Reproduce the stretch of items from the start through the line containing "258 185 L 242", both ends included, with the requests left as they are. In the answers, scale every path coordinate by 1.25 and round each to a whole number, rounding halves up.

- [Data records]

=====

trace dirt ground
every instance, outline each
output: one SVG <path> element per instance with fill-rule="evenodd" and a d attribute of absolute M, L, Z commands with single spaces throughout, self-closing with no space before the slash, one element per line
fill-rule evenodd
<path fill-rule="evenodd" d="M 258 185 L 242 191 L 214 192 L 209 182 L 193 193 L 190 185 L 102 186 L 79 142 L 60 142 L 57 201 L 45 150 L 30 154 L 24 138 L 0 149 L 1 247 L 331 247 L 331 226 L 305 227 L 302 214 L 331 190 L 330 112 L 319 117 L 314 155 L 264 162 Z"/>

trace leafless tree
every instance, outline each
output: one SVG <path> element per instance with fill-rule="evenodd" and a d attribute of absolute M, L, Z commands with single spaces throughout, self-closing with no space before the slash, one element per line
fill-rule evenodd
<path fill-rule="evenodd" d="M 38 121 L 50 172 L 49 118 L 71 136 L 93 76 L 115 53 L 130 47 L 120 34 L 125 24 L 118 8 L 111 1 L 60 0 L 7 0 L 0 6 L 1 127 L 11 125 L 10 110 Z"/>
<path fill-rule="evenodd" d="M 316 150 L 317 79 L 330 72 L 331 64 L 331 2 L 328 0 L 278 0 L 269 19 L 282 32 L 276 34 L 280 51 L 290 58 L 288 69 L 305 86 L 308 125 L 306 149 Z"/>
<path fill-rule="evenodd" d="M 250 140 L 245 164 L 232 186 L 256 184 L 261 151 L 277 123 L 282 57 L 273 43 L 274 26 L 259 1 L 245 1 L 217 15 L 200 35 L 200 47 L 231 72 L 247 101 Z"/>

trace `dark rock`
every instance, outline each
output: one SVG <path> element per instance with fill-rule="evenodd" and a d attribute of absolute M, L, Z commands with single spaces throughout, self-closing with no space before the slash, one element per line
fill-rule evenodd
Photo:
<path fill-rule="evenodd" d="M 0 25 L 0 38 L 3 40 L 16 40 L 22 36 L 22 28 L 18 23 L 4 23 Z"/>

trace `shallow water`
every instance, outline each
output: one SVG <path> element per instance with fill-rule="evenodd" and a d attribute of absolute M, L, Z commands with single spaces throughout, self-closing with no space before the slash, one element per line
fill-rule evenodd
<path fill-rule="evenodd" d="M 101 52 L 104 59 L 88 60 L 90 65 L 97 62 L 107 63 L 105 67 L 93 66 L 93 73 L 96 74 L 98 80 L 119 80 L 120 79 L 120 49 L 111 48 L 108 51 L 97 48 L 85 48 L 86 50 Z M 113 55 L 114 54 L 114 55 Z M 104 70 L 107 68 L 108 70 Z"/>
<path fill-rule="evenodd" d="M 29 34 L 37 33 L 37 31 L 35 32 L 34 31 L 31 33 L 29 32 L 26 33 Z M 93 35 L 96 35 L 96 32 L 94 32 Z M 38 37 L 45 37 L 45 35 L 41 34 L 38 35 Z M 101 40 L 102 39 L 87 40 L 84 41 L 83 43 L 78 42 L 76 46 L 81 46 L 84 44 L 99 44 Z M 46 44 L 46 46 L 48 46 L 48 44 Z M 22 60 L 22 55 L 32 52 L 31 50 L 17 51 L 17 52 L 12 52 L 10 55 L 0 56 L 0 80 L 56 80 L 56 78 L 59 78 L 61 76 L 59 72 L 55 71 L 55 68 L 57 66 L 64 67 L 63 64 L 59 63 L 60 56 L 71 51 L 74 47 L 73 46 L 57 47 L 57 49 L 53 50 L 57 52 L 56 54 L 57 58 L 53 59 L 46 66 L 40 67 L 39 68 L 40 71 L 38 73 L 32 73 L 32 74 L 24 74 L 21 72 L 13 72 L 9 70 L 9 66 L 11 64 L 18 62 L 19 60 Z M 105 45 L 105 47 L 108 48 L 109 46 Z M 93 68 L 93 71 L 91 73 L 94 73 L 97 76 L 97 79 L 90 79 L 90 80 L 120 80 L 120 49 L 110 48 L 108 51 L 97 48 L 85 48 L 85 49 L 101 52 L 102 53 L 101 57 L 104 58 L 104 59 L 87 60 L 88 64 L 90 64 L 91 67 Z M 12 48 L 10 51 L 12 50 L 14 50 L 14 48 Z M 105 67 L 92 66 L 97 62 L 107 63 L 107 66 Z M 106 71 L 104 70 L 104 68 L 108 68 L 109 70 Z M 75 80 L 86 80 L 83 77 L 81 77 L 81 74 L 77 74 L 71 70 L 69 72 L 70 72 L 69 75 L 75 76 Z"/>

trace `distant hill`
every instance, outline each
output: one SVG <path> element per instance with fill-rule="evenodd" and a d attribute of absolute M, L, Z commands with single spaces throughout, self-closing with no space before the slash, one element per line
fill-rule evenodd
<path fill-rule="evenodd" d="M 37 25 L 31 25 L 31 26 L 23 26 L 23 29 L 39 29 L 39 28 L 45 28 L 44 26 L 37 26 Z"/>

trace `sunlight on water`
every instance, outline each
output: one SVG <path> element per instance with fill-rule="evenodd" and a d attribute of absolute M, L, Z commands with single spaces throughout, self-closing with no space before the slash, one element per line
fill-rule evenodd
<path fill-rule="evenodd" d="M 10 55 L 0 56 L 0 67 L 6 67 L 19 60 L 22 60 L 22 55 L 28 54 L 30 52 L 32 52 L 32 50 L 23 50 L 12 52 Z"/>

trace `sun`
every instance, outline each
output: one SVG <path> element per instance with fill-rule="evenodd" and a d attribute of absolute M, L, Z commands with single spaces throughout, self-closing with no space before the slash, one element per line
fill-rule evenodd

=====

- [EXPECTED ANSWER]
trace dirt ground
every instance, outline each
output: one SVG <path> element per instance with fill-rule="evenodd" and a d attribute of absolute M, L, Z commands with single spaces throughout, self-closing with no space before the slash, one element per line
fill-rule evenodd
<path fill-rule="evenodd" d="M 323 231 L 303 239 L 268 240 L 261 228 L 241 241 L 238 231 L 128 233 L 99 178 L 75 178 L 71 251 L 56 188 L 38 193 L 30 173 L 0 186 L 1 309 L 414 309 L 414 283 L 381 284 L 378 268 L 414 238 L 413 140 L 399 146 L 393 194 L 330 203 Z"/>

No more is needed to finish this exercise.